どんな夫婦でも、いつかは別れがあり、必ず1人残されます。そのとき、残された遺族の生活を支えるのが遺族年金。一見、その金額が十分であっても「いまの生活を続けていられない」という事態に陥ることがあります。みていきましょう。
年金夫婦で「月23万円」だったが…65歳夫が急死で<遺族年金>足しても「年金激減」、さらに高齢妻が直面する想定外「これからどう生きていけば」

夫を亡くした高齢妻が直面する「家無しリスク」

――遺族年金があるから大丈夫

 

と、誰もがいえるかといえば、そういうわけにはいかないようです。先ほどのモデル夫婦。貯蓄はなく、賃貸派だったとしましょう。そこで夫が亡くなった場合、何が起きるでしょうか。

 

――やだ、マンションの家賃、これからどうしよう

 

東京在住、夫婦二人で住んでいたマンション。月20万円の年金収入があったときは家賃を払うことができたかもしれません。しかし夫が亡くなった後はどうでしょう。年金収入は7万円減少し、この状態で2人暮らしのマンションに住み続けられるでしょうか。

 

総務省統計局『小売物価統計調査(2024年1月)』によると、東京の民間借家の1ヵ月の家賃は4,492円(1畳あたり)。2人用40平米のマンションの家賃は11.7万円。遺族年金と自身の国民年金、合わせて13万年の妻に払うことは当然できないでしょう。

 

――1人用のマンションにでも引っ越さないと

 

1人用20平米ほどのマンションであれば、5.8万円。月13万円の年金収入でもやっていけそうです。夫を亡くしたのを機に、住まいのサイズダウン……賢明な判断です。しかし、ここで立ちはだかる大問題。

 

――すみません、高齢者の方には貸せないんですよ。

| 記述問題 1 |
一覧のうち、「large red pepper?」を含む行から一覧の最終行までを、空行を除いて番号付きの箇条書きに変換せよ。

(アウトライン記録)
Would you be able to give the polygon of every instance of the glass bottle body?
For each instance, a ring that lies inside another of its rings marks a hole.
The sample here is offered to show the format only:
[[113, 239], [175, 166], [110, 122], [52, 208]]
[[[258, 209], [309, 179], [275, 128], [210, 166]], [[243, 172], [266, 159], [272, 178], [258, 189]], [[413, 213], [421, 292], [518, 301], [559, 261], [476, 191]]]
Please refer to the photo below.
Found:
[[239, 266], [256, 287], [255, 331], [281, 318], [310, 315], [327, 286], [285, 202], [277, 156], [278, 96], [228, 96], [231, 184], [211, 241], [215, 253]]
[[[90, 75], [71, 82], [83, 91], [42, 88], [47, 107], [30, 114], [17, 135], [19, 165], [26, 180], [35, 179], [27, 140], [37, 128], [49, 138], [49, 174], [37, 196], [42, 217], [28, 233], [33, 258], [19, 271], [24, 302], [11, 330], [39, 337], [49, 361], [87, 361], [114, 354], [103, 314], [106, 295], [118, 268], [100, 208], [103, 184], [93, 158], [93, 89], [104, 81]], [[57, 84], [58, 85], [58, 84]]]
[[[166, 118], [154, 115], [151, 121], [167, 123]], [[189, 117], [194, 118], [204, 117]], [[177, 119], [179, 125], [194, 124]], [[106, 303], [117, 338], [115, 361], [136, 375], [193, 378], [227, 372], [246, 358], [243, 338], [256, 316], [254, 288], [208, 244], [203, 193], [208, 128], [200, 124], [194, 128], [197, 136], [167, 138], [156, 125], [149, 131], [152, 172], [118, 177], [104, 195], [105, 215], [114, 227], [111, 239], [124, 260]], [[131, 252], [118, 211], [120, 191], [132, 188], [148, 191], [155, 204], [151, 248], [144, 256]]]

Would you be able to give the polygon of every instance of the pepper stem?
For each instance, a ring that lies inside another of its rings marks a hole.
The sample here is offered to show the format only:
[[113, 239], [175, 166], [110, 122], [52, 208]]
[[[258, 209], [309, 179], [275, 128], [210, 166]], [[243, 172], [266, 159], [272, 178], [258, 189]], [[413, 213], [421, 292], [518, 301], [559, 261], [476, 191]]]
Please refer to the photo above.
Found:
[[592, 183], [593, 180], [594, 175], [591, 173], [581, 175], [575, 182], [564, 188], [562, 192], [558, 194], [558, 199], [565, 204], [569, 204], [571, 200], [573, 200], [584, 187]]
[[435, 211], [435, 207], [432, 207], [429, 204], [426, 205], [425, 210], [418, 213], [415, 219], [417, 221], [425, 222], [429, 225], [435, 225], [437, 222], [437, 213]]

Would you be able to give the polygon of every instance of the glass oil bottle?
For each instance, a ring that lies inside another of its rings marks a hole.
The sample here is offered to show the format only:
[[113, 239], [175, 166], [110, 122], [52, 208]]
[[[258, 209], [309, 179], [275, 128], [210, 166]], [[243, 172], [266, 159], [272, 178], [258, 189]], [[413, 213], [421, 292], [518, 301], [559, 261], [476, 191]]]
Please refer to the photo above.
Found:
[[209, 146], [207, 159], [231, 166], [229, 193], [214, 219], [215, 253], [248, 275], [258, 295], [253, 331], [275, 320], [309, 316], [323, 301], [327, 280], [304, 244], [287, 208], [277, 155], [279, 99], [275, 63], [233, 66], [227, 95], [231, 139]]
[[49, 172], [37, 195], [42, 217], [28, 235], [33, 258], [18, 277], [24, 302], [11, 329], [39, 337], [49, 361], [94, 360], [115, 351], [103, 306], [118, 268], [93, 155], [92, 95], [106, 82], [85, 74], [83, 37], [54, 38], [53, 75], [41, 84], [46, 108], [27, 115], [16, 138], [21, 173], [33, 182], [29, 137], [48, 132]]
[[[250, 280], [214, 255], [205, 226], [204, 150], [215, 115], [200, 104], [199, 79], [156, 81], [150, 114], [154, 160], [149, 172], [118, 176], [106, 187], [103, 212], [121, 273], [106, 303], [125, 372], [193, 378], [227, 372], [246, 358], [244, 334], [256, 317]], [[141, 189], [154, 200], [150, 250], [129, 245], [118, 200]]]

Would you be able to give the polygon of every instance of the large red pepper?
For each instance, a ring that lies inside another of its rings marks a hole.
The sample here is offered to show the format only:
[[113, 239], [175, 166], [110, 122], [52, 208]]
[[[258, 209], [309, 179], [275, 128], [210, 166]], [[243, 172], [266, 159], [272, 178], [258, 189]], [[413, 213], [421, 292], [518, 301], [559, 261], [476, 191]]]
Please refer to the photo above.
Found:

| 記述問題 2 |
夫を亡くした高齢の妻が住まいと遺族年金で直面する問題についての記事を、最後の文の後から書き続けよ。

| 解答 1 |
1. Would you be able to give the polygon of every instance of the large red pepper?
2. For each instance, a ring that lies inside another of its rings marks a hole.
3. The sample here is offered to show the format only:
4. [[113, 239], [175, 166], [110, 122], [52, 208]]
5. [[[258, 209], [309, 179], [275, 128], [210, 166]], [[243, 172], [266, 159], [272, 178], [258, 189]], [[413, 213], [421, 292], [518, 301], [559, 261], [476, 191]]]
6. Please refer to the photo above.
7. Found:

| 解答 2 |
株式会社R65が行った『65歳以上が賃貸住宅を借りにくい問題に関する実態調査』によると、「年齢を理由に不動産会社に入居を断られた経験はありますか?」の問いに対して、26.8%が「ある」と回答。断られた回数は「1回」が最多ですが、「5回以上」も11.9%。

 

――でも私、お金はあるの。いくら払えばいいの?

 

そんなことを言っても効果はありません。断られた人を年収別にみていくと「年収200万円未満」では27.7%に対し、「年収200万円以上」でも26.4%と同等。収入が高かろうが低かろうが「高齢者は家が借りづらい」というのが現実です。賃貸派の場合、将来「家無しリスク」に直面する可能性を考えておく必要があります

 

長年付き添った夫婦の生活はいつか終わりを迎え、必ず1人で生きていく日がやってきます。そのとき、どのようなリスクに直面するかは、ライフスタイルなどによって異なります。自身にどのようなリスクが内包されているのか知ったうえで、しっかりとプラニングしておく必要があります。

 

[資料]

厚生労働省『令和6年度の年金額改定についてお知らせします』

総務省『家計調査 家計収支編(2023年平均)』

株式会社R65『高齢者向け賃貸に関する実態調査』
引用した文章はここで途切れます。